- **CONSIGNE**:
Rédigez la suite du discours sur l'aide publique au développement, en reprenant immédiatement après sa dernière phrase.

━━ EXTRAIT DU TEXTE

M. le président. La parole est à M. François Asensi.
M. François Asensi. Monsieur le président, monsieur le ministre, monsieur le secrétaire d’État, mes chers collègues, sur une planète accablée depuis 2008 par la crise du capitalisme financier, l’aide publique au développement est, plus que jamais, nécessaire pour promouvoir la réduction des inégalités Nord-Sud et le droit au développement des peuples.
Selon la Banque mondiale, 1,2 milliard de personnes vivent sous le seuil de l’extrême pauvreté. Les épidémies comme le sida ou le paludisme font toujours plus de ravages dans les pays en développement et la sécurité alimentaire de milliards d’individus reste très fragile, comme nous l’a montré la terrible famine qui sévit actuellement dans la corne de l’Afrique.
L’aide publique au développement n’est pas un geste de charité des pays les plus riches. Elle est la compensation, largement insuffisante, d’un système économique international fondamentalement injuste et inégalitaire. L’aide publique, aussi indispensable qu’elle soit, ne peut donc pas se substituer à l’absolue nécessité d’inverser le cours d’une mondialisation guidée aveuglément par la doctrine néolibérale.
Les résultats mitigés obtenus par la présidence française du G8 et du G20 démontrent l’absence de volonté de réforme des pays les plus riches. La régulation financière n’a pas progressé d’un iota, pas plus que la taxation des transactions financières et la mise au pas du libre-échangisme, notamment pour les produits agricoles.
Dans ce contexte, les pays en développement sont frappés par une triple peine. Premièrement, ils ont été les premiers à subir la brutalité des remèdes néolibéraux, sous la forme des plans d’ajustement du FMI : réduction du rôle de l’État, privatisation des services publics, développement des inégalités. Deuxièmement, ils sont désormais les premières victimes du chaos causé par le modèle ultralibéral, à travers le ralentissement économique mondial. Troisièmement, enfin, ils subissent le tarissement de l’aide au développement, car face à la crise, les pays développés font assaut d’égoïsme et l’aide publique sert de variable d’ajustement.

━━━━
━━ ENREGISTREMENTS EXTRAITS

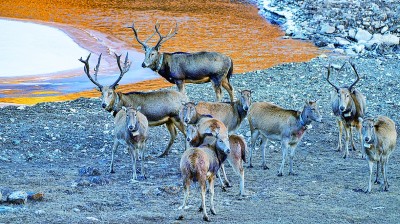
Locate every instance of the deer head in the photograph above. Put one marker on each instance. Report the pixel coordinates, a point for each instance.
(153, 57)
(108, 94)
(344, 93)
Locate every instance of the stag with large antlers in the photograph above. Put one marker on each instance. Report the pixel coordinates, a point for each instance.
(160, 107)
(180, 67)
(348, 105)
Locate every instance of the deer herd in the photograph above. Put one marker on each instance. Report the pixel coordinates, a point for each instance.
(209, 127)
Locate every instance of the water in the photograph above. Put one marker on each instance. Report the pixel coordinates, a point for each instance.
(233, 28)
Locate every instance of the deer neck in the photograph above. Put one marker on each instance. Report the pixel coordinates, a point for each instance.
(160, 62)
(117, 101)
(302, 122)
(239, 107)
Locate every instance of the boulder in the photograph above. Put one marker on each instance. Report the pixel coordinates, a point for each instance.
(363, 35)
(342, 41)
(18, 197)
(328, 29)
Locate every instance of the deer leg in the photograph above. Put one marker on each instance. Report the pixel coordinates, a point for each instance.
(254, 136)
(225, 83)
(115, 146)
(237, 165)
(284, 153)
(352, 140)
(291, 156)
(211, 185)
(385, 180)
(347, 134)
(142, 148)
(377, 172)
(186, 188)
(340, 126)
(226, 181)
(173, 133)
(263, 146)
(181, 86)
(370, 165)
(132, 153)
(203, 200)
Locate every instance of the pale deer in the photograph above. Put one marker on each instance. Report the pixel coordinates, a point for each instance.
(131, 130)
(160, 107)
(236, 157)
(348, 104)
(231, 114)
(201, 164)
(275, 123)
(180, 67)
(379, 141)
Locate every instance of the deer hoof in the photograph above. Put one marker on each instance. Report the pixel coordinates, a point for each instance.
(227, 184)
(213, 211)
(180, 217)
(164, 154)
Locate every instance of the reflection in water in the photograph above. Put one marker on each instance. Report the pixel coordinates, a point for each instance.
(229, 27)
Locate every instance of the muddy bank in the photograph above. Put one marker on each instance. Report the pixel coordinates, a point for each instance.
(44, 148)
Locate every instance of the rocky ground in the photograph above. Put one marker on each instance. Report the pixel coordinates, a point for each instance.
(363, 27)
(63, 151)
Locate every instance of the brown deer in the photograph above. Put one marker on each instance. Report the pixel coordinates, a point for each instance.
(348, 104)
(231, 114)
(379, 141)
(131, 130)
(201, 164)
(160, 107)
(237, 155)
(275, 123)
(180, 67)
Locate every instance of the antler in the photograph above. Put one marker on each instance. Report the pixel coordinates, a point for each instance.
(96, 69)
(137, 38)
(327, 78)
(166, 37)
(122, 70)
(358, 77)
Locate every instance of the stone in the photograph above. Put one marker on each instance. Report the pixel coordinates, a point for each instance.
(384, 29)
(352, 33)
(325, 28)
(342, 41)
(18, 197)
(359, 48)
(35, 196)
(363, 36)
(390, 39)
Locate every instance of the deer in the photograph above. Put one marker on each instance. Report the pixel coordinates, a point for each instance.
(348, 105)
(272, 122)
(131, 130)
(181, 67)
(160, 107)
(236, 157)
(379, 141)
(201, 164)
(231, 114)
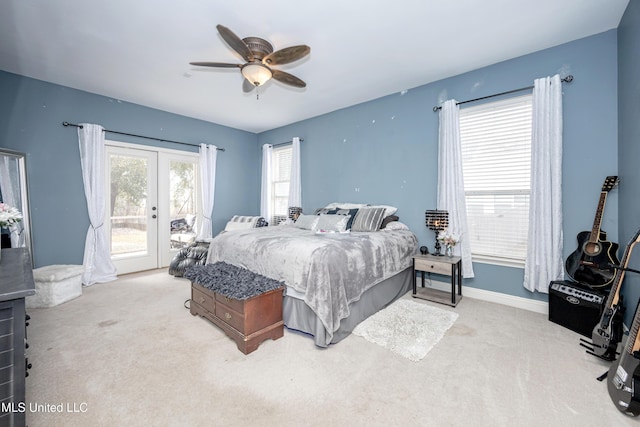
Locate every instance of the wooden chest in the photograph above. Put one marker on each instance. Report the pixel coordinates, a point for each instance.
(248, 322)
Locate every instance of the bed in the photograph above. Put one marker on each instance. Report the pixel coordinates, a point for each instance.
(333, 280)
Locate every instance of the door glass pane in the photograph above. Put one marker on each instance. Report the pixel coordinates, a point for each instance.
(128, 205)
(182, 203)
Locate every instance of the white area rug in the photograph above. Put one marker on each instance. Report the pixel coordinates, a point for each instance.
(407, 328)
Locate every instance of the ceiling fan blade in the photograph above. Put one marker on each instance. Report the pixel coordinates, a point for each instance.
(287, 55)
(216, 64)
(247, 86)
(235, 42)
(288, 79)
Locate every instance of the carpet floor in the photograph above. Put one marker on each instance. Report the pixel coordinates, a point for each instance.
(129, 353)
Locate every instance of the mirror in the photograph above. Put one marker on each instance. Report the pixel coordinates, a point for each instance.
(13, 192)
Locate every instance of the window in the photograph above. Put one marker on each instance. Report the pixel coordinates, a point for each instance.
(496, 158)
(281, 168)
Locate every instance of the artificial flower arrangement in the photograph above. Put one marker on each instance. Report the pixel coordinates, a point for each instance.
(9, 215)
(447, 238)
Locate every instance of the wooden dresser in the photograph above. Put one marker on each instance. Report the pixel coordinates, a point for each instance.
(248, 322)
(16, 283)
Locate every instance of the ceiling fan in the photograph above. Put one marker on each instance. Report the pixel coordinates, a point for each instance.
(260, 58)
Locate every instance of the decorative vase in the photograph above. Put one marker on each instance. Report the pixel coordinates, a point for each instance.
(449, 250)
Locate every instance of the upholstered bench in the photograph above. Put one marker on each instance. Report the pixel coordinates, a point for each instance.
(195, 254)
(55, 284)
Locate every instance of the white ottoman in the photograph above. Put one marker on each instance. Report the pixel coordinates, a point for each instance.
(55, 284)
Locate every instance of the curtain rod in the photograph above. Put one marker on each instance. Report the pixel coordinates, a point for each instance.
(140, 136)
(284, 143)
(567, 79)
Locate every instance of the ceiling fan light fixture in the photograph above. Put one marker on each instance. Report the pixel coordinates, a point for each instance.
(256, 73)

━━━━

- **RÉPONSE À LA CONSIGNE**:
En conséquence, 18 milliards de dollars manquent à l’appel sur les 50 milliards d’aide promis par les États du G8 en 2005. Impossible, dans ces circonstances, d’espérer atteindre les Objectifs du Millénaire pour le Développement fixés par l’ONU, pour diminuer l’extrême pauvreté de moitié d’ici à 2015 et améliorer l’accès des plus pauvres à la santé, à l’éducation et aux services publics.
Contrairement à ce que prétend le chef de l’État, l’aide publique au développement accordée par la France n’est plus à la hauteur. Son volume stagne à 3,3 milliards d’euros et ne représente que 0,45 % du PIB, loin de l’objectif des 0,7 % du PIB fixé par les Nations unies. Les ONG s’alarment de plus en plus du tarissement des subventions, qui empêche de nombreux projets de développement de voir le jour.
Quand la France se décidera-t-elle à respecter ses engagements ? Le diable se niche dans les détails. Comme chaque année, un examen approfondi du budget de la mission « Aide publique au développement » nous amène à relativiser encore plus l’effort français. Près de la moitié du budget est, en réalité, constituée de prêts ou d’annulation de dettes. En quoi les annulations de dette sont-elles une aide au développement ?
Mme Henriette Martinez, rapporteure pour avis. Si, elles sont une aide !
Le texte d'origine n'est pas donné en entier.